#### QUOTED PASSAGE

Great political parties can and do disappear. It is a fact of history. The Irish Home Rule Party disappeared in 1918. Around the same time the Liberal Party, the party of Gladstone, began to atrophy, and was ultimately eclipsed by the Labour Party.

In both cases, great events – the 1916 Rising and the first World War – changed politics forever in their respective countries. In the UK the Liberals were destroyed by the Labour Party, who reframed 20th-century politics as a battle between workers and capitalists.

These big events change the rules, and it looks like Brexit is one such event for the current crop of British parties.

Could the Conservative and Unionist Party go the way of the Liberals, outflanked by the Brexit Party – or some version of the Brexit Party – as England and Scotland become engulfed by the politics of identity?

And, on the other side of the house, as Jeremy Corbyn drags the Labour Party further to the left, is the Labour Party a similarly endangered species? Such a reconfiguration might see a revival of the Liberals (or some form of Liberals) in the centre ground after almost a century of playing third fiddle.

With respect to the British centre, we tend to forget that Tony Blair won three consecutive elections, with big majorities of more than 100 seats, from the centre or centre left.

########

• **TO BE DONE**
**A.** According to the commentary on British political parties, which party disappeared in 1918?
**B.** Continue the commentary on British political parties from its last sentence.

#### RECORDS

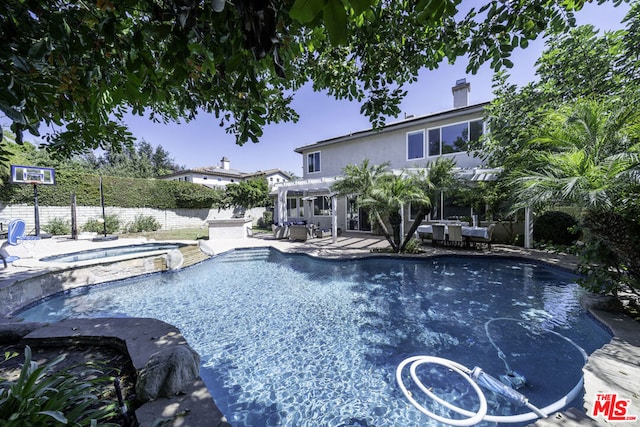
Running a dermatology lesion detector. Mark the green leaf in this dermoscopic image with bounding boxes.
[324,0,347,46]
[289,0,327,24]
[350,0,375,15]
[38,411,68,424]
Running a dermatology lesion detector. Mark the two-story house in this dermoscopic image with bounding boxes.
[160,157,291,189]
[272,79,496,241]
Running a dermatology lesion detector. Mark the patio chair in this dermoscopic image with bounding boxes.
[271,224,289,239]
[289,225,312,241]
[431,224,445,245]
[469,223,496,250]
[0,219,39,268]
[447,224,464,246]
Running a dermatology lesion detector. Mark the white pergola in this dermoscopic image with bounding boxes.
[271,167,533,248]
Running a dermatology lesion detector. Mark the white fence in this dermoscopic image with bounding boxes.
[0,203,265,234]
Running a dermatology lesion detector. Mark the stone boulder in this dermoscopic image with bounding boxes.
[580,294,624,313]
[0,321,45,344]
[136,345,200,402]
[167,249,184,270]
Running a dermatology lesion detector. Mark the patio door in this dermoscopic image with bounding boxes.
[347,196,371,231]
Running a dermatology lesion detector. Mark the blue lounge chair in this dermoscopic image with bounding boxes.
[0,219,39,268]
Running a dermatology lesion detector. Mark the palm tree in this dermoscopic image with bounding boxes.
[514,100,640,292]
[361,172,431,252]
[400,157,455,252]
[331,159,454,252]
[515,100,640,211]
[331,159,390,197]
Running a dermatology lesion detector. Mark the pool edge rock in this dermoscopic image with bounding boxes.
[17,318,230,427]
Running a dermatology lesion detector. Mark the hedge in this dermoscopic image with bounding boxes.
[0,171,224,209]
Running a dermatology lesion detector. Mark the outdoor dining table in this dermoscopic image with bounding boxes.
[417,224,489,239]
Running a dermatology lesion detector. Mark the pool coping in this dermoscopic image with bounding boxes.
[0,236,640,426]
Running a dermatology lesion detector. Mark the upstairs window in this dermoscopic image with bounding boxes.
[313,196,331,216]
[428,120,483,156]
[407,130,424,160]
[307,151,320,173]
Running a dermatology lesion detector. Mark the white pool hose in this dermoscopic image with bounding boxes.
[396,318,588,426]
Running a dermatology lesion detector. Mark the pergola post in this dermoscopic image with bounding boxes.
[331,194,338,243]
[278,187,287,224]
[524,206,533,249]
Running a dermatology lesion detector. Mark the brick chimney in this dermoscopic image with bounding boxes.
[451,79,471,108]
[220,156,230,170]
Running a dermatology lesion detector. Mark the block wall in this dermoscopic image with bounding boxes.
[0,204,265,231]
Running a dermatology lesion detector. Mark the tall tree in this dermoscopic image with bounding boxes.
[513,100,640,292]
[225,178,270,209]
[400,157,455,252]
[0,0,621,164]
[475,14,640,169]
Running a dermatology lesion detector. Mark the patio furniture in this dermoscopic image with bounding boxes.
[447,224,464,246]
[0,219,40,268]
[469,224,496,250]
[289,225,313,241]
[271,224,289,239]
[316,229,331,238]
[431,224,445,245]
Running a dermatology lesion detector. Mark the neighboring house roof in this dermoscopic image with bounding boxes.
[294,102,489,154]
[160,166,291,180]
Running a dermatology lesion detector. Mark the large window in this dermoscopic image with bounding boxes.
[287,197,304,218]
[407,130,424,160]
[313,196,331,216]
[307,151,320,173]
[428,120,483,156]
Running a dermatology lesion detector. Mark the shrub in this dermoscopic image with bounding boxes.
[262,211,273,227]
[126,214,162,233]
[533,211,580,245]
[82,215,120,234]
[42,218,71,236]
[0,346,118,427]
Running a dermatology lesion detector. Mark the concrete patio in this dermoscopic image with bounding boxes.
[0,233,640,426]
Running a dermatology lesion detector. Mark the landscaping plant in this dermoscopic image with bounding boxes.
[0,346,118,427]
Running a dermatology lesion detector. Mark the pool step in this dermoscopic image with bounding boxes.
[180,245,210,267]
[217,248,271,263]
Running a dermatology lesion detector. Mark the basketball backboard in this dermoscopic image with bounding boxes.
[11,165,56,185]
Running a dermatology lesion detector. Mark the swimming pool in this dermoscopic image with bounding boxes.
[40,243,184,262]
[21,249,611,427]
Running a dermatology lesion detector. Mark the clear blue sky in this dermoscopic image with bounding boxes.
[7,3,629,176]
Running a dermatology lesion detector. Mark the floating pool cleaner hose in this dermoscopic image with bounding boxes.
[396,318,588,426]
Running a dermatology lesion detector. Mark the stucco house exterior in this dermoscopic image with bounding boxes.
[160,157,291,189]
[271,79,510,242]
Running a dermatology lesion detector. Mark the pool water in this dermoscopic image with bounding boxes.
[21,249,611,427]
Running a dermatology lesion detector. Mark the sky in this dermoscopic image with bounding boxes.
[6,2,629,176]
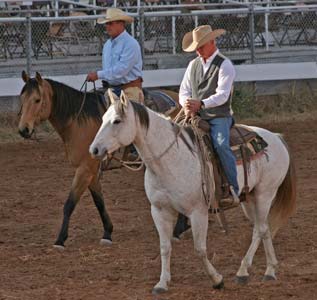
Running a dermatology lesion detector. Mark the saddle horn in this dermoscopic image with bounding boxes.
[21,70,30,83]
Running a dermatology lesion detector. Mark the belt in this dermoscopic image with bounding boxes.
[101,77,143,90]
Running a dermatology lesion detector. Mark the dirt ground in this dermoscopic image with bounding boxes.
[0,119,317,300]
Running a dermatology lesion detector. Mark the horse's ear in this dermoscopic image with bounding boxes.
[35,72,42,84]
[22,70,30,83]
[120,90,129,107]
[108,89,118,104]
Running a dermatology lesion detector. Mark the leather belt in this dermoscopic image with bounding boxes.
[101,77,143,90]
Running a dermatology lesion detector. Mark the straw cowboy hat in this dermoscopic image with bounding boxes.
[182,25,226,52]
[97,8,134,24]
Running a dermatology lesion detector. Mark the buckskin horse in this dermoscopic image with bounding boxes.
[19,71,178,249]
[89,94,296,294]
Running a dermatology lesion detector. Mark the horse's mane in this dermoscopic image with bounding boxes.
[46,79,104,124]
[123,101,196,153]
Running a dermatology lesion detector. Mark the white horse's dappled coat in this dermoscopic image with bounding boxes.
[90,95,295,293]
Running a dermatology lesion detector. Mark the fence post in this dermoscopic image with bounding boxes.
[249,2,255,64]
[26,12,32,75]
[139,7,144,58]
[172,16,176,54]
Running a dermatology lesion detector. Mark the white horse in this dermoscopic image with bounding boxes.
[89,95,296,294]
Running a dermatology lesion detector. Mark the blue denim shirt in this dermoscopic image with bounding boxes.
[97,31,142,85]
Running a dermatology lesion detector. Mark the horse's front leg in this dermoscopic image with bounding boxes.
[54,166,93,249]
[89,175,113,245]
[151,205,174,295]
[190,207,224,289]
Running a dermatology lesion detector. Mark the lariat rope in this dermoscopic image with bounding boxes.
[174,108,214,207]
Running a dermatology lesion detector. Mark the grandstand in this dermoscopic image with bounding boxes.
[0,0,317,94]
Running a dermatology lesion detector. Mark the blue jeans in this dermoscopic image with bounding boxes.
[208,117,239,195]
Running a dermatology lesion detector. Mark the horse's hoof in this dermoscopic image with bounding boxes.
[212,280,225,290]
[152,288,167,295]
[53,244,65,251]
[236,276,249,285]
[100,239,112,246]
[262,275,276,281]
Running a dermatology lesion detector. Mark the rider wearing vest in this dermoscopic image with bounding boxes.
[179,25,239,202]
[87,8,144,103]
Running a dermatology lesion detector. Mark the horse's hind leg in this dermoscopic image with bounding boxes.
[190,209,224,289]
[54,166,93,248]
[151,205,174,294]
[237,192,277,284]
[89,176,113,245]
[173,213,190,239]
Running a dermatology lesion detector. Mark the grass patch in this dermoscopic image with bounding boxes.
[232,83,317,121]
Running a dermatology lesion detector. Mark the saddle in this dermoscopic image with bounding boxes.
[143,88,178,116]
[180,116,268,209]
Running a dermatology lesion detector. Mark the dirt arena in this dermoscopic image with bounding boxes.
[0,119,317,300]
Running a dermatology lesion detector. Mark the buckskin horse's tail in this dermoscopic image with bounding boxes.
[269,135,296,238]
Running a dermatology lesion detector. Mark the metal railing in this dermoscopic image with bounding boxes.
[0,1,317,77]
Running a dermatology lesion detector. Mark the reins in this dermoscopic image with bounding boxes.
[75,78,97,120]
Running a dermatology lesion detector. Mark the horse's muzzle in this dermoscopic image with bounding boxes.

########

• **TASK RESULTS**
**A.** The Irish Home Rule Party.

**B.**
Indeed, Margaret Thatcher’s catch-all Tories of the late 1980s was similarly all-encompassing. Just as Ronald Reagan converted millions of Democrats to Republicans in a phenomenon called the “Reagan Democrats”, Thatcher succeeded in capturing the centre. Britain’s centre voters – Blair’s and Thatcher’s centrists – are still out there looking for a home that they can’t find in either major party right now.

In this article let’s focus on the Tories.

Watching the Tory leadership debate this week, it looks like the next Conservative prime minister could be the last. Indeed, going further, the next prime minister of the UK could conceivably be the last prime minister of the UK.

Strange mix

The Conservative Party has always been a strange mix of older patriots, younger metropolitan professionals and large swathes of upwardly mobile middle England. Such electoral promiscuity has been a winning ticket.

Central to this electoral strategy was London and the cosmopolitan southeast, where the Tory tactic of low taxes for the rich appealed to the already rich and the wannabe rich.

In addition, the message of social liberalism, tolerance and openness to immigration is very much part of that metropolitan mix, designed to appeal to the aspirant, well-educated middle classes. This was Boris Johnson’s message when he was mayor of London.

Openness was also the message of Danny Boyle’s choreographed opening of the London Olympics – an uplifting era that seems far away now. In fact, it is no surprise that the Conservatives around David Cameron who plotted the downfall of Tony Blair and New Labour’s hegemony were known as the “Notting Hill set”, a toffish-gang of upwardly mobile, cosmopolitan metropolitans.

Post-Brexit the Conservatives have abandoned metropolitan England, allowing themselves to be remoulded in the image of Farage’s Brexit Party. This is a huge change. Without the big metropolitan centres of London, Manchester and the like, the New Brexit Tory Party is much more English in appearance.

It is a party of patriots rather than cosmopolitans, of the old rather than the young – infused, like English national football postmortem commentary, with a sense of profound grievance and spectacular over-confidence, where someone else is always to blame. This is not the England I know.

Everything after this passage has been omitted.